◆ **Document passage**
# # # # #
Dr. Lin is a Pharmacoepidemiologist in the Division of Pharmacoepidemiology and Pharmacoeconomics at the Brigham and Women’s Hospital and a practicing hospitalist at the Massachusetts General Hospital. He is an Associate Professor at Harvard Medical School and the Executive Director of the Mass General Brigham (MGB) Center for Integrated Healthcare Data Research. In this role, he has built a highly valuable research database, linking multiple health insurance claims data with a variety of clinical data from electronic health records of the MGB institutions. Leading a team of investigators, research scientists, and administrators, he has built an efficient infrastructure that makes these rich data sources readily available for researchers at Harvard Medical School to facilitate scientific discovery. This valuable database has led to multiple publications in high-impact journals and successfully competed NIH research grants.
Dr. Lin is the Director of the Program of Optimal and Safe Prescribing in the Elderly (PROSPER) with the mission to generate high-quality comparative safety and effectiveness real-world evidence for personalized prescribing and deprescribing in older adults. His research has focused on optimal prescribing in vulnerable populations using large routine-care databases and the development of analytical solutions to combat common biases in pharmacoepidemiology. As Principal Investigator (PI) of an NIH-funded R01 research project (1R01LM012594), he has developed and validated an algorithm to identify a high data-completeness cohort to reduce the information bias resulting from missing medical information recorded outside of the study electronic health record (EHR) system and demonstrated this sub-cohort is representative of the remaining population.
# # # # #
[Stored data entries]
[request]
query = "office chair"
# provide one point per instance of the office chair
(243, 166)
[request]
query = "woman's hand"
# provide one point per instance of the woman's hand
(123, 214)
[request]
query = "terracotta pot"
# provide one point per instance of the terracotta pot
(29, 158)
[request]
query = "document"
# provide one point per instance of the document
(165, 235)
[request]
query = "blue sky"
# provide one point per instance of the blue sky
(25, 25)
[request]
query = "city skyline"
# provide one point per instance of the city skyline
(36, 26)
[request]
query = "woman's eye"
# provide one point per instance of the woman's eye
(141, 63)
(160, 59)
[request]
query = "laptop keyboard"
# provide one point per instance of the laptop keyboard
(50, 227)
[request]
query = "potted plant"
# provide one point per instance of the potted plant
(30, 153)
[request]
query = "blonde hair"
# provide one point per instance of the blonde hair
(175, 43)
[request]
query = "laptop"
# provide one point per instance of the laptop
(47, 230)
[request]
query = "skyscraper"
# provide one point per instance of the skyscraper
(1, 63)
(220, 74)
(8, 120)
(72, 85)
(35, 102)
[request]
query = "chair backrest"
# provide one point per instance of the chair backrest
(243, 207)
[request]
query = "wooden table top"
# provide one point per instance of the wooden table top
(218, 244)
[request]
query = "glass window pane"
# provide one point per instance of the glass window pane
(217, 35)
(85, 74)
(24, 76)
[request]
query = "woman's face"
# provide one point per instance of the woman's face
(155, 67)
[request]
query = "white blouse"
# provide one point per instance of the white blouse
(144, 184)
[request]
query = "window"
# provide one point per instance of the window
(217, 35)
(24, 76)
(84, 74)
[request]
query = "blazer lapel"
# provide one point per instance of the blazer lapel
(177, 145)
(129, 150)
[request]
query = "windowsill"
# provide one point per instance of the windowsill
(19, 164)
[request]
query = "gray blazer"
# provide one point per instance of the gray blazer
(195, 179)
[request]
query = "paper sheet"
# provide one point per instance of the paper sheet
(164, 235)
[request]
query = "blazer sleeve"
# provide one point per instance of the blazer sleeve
# # # # #
◆ **Activity A**
Do these statements agree with the biography of Dr. Lin above the rows? (i) Dr. Lin holds the rank of full Professor at Harvard Medical School. (ii) Dr. Lin practices as a hospitalist at the Massachusetts General Hospital. (iii) Under the R01 project, Dr. Lin showed that the high data-completeness sub-cohort is representative of the remaining population. Answer yes or no for each, quoting the deciding words.
◆ **Activity B**
How might the biography of Dr. Lin go on? Write the text that follows its final sentence.

◆ **Answer box A**
(i) No: "He is an Associate Professor at Harvard Medical School"
(ii) Yes: "a practicing hospitalist at the Massachusetts General Hospital"
(iii) Yes: "demonstrated this sub-cohort is representative of the remaining population"

◆ **Answer box B**
Dr. Lin is also the PI of an NIH-funded research project (1RF1AG063381, originally 1R01AG063381) aiming to determine the optimal anticoagulation strategy to prevent stroke in older adults with dementia and other high-risk features. He has published the first comparative effectiveness and safety study of oral anticoagulants in patients with atrial fibrillation and dementia that clearly identified the superior strategy for stroke prevention. In addition, he is the PI of an NIH-funded R01 project (1R01LM013204) to develop a data-adaptive analytical framework for reducing confounding bias in studies that leverages a large amount of patient information recorded in the free-text clinical notes and reports for confounding adjustment in comparative effectiveness research (CER). More recently, he has been leading two NIH-funded national studies about deprescribing potentially inappropriate medications in people living with dementia: 1) To establish an analytical framework to optimize post-hospitalization delirium management in people living with dementia (R01AG081412); 2) To determine the effectiveness and safety of deprescribing antipsychotics in people living with dementia and behavioral disturbance in skilled nursing facilities (R01AG081268). His long-term career goal is to establish a rigorous and generalizable framework to optimize validity and precision of comparative effectiveness research with detailed evaluation of treatment effect heterogeneity using electronic health records and insurance claims data.